§ **AIM**:
Update the lines below so that each "farthest from its outline" becomes "most distant from its edge", and leave everything else as it is.

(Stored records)
--- Start ---

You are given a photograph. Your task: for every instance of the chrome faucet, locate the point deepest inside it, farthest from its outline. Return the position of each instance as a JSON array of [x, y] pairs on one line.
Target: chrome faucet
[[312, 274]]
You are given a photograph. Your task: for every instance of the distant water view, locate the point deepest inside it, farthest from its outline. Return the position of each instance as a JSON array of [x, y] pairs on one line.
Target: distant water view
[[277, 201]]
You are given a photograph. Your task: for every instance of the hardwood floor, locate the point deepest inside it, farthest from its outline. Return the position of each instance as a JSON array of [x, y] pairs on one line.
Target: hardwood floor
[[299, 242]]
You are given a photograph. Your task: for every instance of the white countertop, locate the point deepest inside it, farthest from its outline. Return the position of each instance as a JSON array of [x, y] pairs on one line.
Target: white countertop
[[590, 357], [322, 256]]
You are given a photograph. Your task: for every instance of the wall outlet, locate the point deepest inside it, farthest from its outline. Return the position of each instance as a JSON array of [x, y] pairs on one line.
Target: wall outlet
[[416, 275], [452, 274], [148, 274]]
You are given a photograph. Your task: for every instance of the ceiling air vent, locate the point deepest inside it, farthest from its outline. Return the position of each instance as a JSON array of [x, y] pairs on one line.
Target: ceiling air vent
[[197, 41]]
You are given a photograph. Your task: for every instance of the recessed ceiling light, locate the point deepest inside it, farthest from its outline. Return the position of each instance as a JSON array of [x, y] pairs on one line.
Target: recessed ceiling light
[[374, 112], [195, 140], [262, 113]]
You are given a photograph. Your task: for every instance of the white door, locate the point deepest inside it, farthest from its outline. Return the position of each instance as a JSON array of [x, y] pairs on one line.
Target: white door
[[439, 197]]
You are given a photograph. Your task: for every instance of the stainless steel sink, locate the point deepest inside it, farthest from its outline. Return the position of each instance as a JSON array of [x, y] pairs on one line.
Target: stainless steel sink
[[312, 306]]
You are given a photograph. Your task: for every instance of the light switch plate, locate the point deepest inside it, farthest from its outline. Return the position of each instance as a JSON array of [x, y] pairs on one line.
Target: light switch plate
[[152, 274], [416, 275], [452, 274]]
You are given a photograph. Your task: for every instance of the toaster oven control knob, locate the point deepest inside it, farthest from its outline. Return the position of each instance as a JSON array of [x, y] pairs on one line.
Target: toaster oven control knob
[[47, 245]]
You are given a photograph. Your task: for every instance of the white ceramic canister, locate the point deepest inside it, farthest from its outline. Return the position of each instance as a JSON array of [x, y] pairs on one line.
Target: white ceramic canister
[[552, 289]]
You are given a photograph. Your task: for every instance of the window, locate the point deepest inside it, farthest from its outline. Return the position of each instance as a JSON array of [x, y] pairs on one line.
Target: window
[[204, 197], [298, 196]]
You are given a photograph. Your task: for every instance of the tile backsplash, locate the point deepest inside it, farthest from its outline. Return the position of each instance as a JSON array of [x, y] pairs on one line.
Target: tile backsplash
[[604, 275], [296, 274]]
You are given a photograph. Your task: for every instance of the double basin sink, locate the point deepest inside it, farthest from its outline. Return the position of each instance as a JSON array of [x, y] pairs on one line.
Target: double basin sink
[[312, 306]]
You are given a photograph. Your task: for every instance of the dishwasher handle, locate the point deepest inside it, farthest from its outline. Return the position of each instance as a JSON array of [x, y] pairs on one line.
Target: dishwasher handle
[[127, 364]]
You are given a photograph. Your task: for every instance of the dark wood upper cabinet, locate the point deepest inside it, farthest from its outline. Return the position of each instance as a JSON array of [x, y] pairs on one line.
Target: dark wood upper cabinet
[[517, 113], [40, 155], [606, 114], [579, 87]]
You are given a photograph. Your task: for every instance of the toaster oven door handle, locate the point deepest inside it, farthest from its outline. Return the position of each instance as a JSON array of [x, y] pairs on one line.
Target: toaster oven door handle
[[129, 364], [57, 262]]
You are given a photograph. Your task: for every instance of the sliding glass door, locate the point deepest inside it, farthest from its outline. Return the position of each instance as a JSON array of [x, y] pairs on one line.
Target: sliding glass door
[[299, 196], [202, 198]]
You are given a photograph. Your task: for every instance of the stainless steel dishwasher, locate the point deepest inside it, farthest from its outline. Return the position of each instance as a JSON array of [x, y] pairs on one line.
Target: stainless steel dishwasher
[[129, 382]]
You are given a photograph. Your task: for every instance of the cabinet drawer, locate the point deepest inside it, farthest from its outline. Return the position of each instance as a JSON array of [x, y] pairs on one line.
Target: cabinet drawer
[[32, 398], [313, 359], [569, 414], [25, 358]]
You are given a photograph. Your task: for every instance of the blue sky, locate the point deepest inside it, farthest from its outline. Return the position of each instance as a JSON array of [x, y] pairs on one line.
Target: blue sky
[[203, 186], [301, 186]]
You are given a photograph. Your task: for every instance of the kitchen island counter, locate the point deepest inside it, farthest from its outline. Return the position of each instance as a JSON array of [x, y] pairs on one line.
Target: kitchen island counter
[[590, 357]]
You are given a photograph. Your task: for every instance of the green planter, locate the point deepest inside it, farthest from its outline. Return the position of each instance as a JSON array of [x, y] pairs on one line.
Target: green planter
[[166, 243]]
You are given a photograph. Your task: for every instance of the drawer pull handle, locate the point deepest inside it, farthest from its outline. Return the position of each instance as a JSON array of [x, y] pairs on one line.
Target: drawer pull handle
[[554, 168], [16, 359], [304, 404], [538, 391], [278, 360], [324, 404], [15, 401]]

--- End ---

§ **EXPECTED OUTPUT**:
You are given a photograph. Your task: for every instance of the chrome faucet, locate the point deepest inside it, most distant from its edge. Return the position of each instance as a JSON array of [x, y] pairs on one line.
Target: chrome faucet
[[312, 274]]
You are given a photograph. Your task: for every instance of the distant water view, locate the point deepest inside it, most distant from its edge. Return the position of each instance as a JSON array of [x, y] pairs on one line.
Target: distant water view
[[277, 201]]
You are given a photograph. Your task: for every instance of the hardwood floor, locate the point deepest inside it, most distant from its edge. Return the position of each instance as a JSON array of [x, y] pairs on one line.
Target: hardwood floor
[[299, 242]]
You are given a photograph. Your task: for every instance of the white countertop, locate the point deepest inside it, most distant from its edge. Return the position of each instance as a JSON array of [x, y] pairs on one line.
Target: white countertop
[[590, 357], [322, 256]]
You are given a photograph. Your task: for every instance of the wall outlet, locate the point deepest inside it, most distant from its edge. Return the position of each instance as a JSON array of [x, y] pairs on one line.
Target: wall outlet
[[416, 275], [452, 274], [148, 274]]
You are given a photograph. Your task: for every instance of the ceiling air vent, locate the point deepest inside it, most distant from its edge. Return the position of each instance as a JSON array of [x, y] pairs on one line.
Target: ceiling air vent
[[197, 41]]
You are given a photograph. Your task: for every instance of the recessed ceiling light, locate the point deepest inside it, most distant from its edge. Return the position of each instance as a JSON array of [x, y] pairs on one line.
Target: recessed ceiling light
[[374, 112], [195, 140], [262, 113]]
You are given a photograph. Your task: for every instance of the white door, locate the point deepest inside it, most distant from its edge. Return the position of each instance as a JSON array of [x, y] pairs on one line.
Target: white door
[[439, 197]]
You are given a photograph. Your task: for every instance of the stainless steel sink, locate the point deepest inside it, most distant from its edge. Return the position of each instance as a JSON array of [x, y] pairs on one line.
Target: stainless steel sink
[[312, 306]]
You are given a photograph. Your task: for every instance of the light switch plate, locate the point deepest inside it, most distant from its edge. Return the position of each instance as a JSON array of [x, y] pairs on one line.
Target: light switch plate
[[152, 274], [416, 275], [452, 274]]
You are given a photograph. Your task: for every instance of the toaster oven control knob, locate the point deepest inside it, most distant from its edge. Return the position of each instance as a JSON array of [x, y] pairs on one line.
Target: toaster oven control knob
[[47, 245]]
You are given a photograph. Your task: for every instance of the white ceramic canister, locate the point deepest inside it, most distant from its edge. Return the position of each instance as a JSON array of [x, y] pairs on one line.
Target: white ceramic canister
[[552, 289]]
You are given a photograph. Your task: for every instance of the window, locate the point deepest inside it, most distant from its edge. Return the position of each instance as a JSON array of [x, y] pairs on one line.
Target: window
[[204, 197], [298, 196]]
You are given a photograph. Your task: for every instance of the tile backsplash, locate the point deepest inside it, most distant from its edge. Return the position of each instance as a JSON array of [x, y] pairs on one line.
Target: tile backsplash
[[604, 275], [296, 274]]
You are given a photograph. Your task: for every instance of the double basin sink, locate the point deepest inside it, most distant from its edge. Return the position of each instance as a JSON array of [x, y] pairs on one line.
Target: double basin sink
[[312, 306]]
You are given a photograph. Your task: for every instance of the dishwasher handle, locate the point deepest inside it, most distant from its edge. Return the position of each instance as a JSON array of [x, y] pairs on one line.
Target: dishwasher handle
[[127, 364]]
You are given a photograph. Your task: for every instance of the dark wood upper cabinet, locate the point deepest inside it, most distant from its edge. Return the position of each instance as a JSON array of [x, y] pairs on one line.
Target: dark wood upper cabinet
[[517, 113], [40, 155], [606, 114], [579, 87]]
You are given a photograph. Your task: for every instance of the toaster oven door handle, locate the point deepest inside it, most distant from its edge. Return the position of each instance as a JSON array of [x, y] pairs on one line.
Target: toaster oven door handle
[[129, 364], [57, 262]]
You are given a photograph. Your task: for every instance of the sliding glass door, locate the point deepest inside it, most distant from its edge. Return the position of each instance as a JSON array of [x, y] pairs on one line.
Target: sliding glass door
[[299, 196], [202, 198]]
You are given a photograph. Your task: for every instance of the stainless steel dishwasher, locate the point deepest inside it, most distant from its edge. Return the position of each instance as a JSON array of [x, y] pairs on one line.
Target: stainless steel dishwasher
[[129, 382]]
You are given a photograph. Your task: for every instance of the cabinet drawer, locate the point deepest inside it, most distant from its edge. Return the position of each instance as a JSON array of [x, y] pairs on one line.
Target: cabinet drawer
[[32, 398], [313, 359], [569, 414], [25, 358]]
You are given a photograph. Your task: for every instance of the blue sky, locate the point deepest inside it, most distant from its edge. Return the position of each instance as a JSON array of [x, y] pairs on one line.
Target: blue sky
[[203, 186], [301, 186]]
You are given a photograph. Your task: for every instance of the kitchen island counter, locate the point deepest inside it, most distant from its edge. Return the position of each instance as a JSON array of [x, y] pairs on one line.
Target: kitchen island counter
[[590, 357]]
You are given a photograph. Your task: for every instance of the green planter, locate the point deepest inside it, most distant from its edge. Return the position of each instance as a JSON array of [x, y] pairs on one line.
Target: green planter
[[166, 243]]
You are given a photograph. Your task: for every instance of the drawer pull handle, locate the point deepest inside it, most distant from its edge. Return the position of each instance as a JSON array of [x, y] pairs on one line.
Target: drawer pull handle
[[554, 168], [16, 359], [304, 404], [538, 391], [278, 360], [324, 404], [15, 401]]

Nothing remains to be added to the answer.